■ What you should do ■
Rewrite every line of the rows below, keeping the wording lines unchanged, and rescale each coordinate by multiplying it by 0.75 and rounding to a whole number, with halves rounded up. Leave the pictures out of your answer.

(Location annotation dataset excerpts)
# # # #
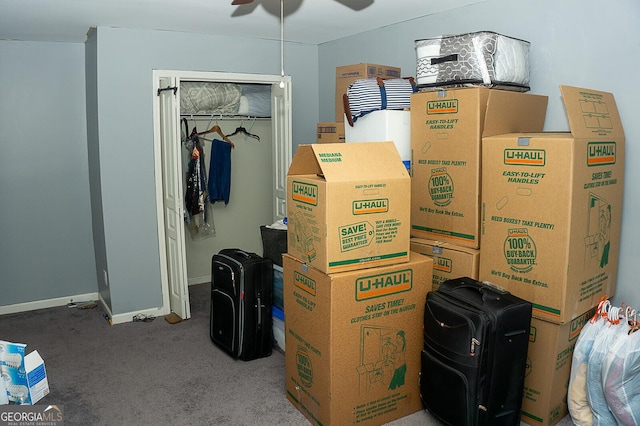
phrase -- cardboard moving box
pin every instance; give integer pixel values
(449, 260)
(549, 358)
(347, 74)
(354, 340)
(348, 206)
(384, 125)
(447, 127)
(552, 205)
# # # #
■ Exercise response ■
phrase -- cardboard moving box
pin every instance; give integer pixel values
(337, 195)
(412, 269)
(260, 56)
(266, 255)
(261, 155)
(288, 94)
(335, 95)
(414, 154)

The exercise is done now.